[Begin Dataset extract]
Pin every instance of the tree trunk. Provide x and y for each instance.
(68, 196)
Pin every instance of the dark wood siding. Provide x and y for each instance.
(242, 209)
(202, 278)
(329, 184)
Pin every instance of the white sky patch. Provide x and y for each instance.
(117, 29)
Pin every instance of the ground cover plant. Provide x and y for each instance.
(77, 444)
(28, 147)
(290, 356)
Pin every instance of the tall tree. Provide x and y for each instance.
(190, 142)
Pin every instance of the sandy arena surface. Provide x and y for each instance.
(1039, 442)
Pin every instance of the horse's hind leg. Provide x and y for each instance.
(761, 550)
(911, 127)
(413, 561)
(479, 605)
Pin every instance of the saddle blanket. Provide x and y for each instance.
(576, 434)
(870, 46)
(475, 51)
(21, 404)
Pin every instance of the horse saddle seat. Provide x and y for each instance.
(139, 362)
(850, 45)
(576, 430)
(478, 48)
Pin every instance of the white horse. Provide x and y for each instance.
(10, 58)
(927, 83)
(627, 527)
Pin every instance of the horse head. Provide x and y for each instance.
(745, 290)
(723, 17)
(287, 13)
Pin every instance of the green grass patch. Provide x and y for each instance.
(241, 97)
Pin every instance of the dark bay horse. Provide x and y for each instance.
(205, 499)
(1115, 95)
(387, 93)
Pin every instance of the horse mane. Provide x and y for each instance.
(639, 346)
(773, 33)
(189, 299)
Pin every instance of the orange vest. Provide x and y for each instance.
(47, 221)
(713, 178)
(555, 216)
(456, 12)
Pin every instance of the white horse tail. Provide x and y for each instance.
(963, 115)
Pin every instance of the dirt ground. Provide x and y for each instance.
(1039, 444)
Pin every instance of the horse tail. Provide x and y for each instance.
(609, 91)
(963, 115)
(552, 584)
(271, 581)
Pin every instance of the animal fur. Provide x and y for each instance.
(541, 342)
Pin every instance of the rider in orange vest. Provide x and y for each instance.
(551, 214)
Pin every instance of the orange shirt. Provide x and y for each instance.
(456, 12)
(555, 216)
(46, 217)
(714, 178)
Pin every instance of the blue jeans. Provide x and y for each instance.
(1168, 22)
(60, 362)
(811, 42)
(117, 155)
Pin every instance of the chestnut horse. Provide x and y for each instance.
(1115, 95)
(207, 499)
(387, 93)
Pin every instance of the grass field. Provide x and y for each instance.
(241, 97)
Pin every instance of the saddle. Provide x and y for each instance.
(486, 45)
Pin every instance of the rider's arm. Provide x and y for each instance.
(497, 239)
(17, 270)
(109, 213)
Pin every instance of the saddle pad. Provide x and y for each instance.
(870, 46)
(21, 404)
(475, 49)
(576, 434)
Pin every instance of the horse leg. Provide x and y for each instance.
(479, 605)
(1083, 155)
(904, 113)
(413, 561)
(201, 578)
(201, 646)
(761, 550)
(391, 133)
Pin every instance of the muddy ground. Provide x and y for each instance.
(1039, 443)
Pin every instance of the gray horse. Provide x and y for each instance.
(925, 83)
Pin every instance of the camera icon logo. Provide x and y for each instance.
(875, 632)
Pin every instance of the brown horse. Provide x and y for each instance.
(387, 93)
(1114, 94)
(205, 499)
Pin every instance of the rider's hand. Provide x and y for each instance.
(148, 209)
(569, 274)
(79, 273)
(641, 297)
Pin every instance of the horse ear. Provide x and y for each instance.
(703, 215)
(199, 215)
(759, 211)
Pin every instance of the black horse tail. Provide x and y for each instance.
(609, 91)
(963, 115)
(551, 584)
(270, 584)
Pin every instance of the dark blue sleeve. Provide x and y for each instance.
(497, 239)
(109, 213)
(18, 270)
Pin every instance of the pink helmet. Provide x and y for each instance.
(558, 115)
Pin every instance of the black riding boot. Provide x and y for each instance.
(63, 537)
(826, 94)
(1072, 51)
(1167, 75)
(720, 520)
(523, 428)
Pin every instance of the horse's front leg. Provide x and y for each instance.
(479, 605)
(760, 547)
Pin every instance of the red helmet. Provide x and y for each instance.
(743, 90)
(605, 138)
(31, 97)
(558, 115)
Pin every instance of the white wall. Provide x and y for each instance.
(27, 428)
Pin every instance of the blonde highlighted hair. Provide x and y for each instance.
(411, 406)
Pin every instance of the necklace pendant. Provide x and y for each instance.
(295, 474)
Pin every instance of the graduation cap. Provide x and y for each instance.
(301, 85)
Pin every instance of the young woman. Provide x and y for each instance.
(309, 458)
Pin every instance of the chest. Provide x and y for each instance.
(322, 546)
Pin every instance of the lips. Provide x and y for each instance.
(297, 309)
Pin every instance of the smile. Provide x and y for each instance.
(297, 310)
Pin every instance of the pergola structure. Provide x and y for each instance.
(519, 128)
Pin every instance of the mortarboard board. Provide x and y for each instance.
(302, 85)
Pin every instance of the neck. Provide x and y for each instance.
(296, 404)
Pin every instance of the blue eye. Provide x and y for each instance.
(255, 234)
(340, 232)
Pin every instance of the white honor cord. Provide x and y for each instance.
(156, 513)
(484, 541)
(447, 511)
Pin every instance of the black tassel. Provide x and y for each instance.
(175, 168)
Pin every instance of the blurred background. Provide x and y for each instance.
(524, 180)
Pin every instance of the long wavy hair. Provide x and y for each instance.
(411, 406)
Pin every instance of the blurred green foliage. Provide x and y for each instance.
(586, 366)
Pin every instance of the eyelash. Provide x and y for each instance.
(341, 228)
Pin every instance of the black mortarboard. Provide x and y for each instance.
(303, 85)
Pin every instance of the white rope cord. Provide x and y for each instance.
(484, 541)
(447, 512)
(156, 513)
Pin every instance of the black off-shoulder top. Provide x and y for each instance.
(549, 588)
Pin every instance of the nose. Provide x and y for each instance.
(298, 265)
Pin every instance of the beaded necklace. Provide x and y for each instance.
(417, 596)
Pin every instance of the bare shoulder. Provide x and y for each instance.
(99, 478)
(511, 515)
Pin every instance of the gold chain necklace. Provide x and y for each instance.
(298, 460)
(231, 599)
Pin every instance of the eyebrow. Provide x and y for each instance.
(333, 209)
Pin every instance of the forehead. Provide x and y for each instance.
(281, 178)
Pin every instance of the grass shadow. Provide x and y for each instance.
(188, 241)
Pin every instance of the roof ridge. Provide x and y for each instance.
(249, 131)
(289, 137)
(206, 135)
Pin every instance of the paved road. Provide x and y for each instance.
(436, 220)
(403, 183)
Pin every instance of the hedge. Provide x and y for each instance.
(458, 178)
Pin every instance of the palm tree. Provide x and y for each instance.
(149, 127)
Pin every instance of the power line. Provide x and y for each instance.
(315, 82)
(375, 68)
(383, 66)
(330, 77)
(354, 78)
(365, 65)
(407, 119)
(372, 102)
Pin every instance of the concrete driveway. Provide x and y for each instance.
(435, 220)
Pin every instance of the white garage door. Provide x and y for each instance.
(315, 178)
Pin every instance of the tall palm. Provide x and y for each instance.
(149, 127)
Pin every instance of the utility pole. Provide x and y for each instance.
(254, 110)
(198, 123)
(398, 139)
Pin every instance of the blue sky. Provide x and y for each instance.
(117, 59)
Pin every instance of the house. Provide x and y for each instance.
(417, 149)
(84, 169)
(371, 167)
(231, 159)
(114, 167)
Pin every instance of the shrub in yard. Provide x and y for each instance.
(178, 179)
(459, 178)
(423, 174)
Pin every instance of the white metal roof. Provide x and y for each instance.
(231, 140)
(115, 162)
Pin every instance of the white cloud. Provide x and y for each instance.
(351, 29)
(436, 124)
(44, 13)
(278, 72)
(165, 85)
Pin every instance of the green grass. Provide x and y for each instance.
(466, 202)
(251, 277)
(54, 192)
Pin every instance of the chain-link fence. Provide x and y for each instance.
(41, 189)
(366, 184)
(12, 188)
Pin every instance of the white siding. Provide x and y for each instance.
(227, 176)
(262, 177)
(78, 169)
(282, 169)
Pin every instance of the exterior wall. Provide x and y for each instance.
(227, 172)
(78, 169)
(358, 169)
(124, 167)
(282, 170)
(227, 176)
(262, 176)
[End Dataset extract]
Rewrite everything from the line containing "Pin every instance of the orange vest." down to the line containing "(1039, 444)" as a Markdown table with the columns Number and Record line, leaving out blank lines.

| Number | Record line |
|---|---|
| 1 | Pin every instance of the orange vest. Provide x and y for each instance. |
| 2 | (47, 221) |
| 3 | (713, 178) |
| 4 | (555, 216) |
| 5 | (456, 12) |
| 6 | Pin every instance of the white horse tail. Provide x and y for each instance. |
| 7 | (963, 115) |
| 8 | Pin every instance of the dirt ground. Provide x and y for each instance. |
| 9 | (1039, 444) |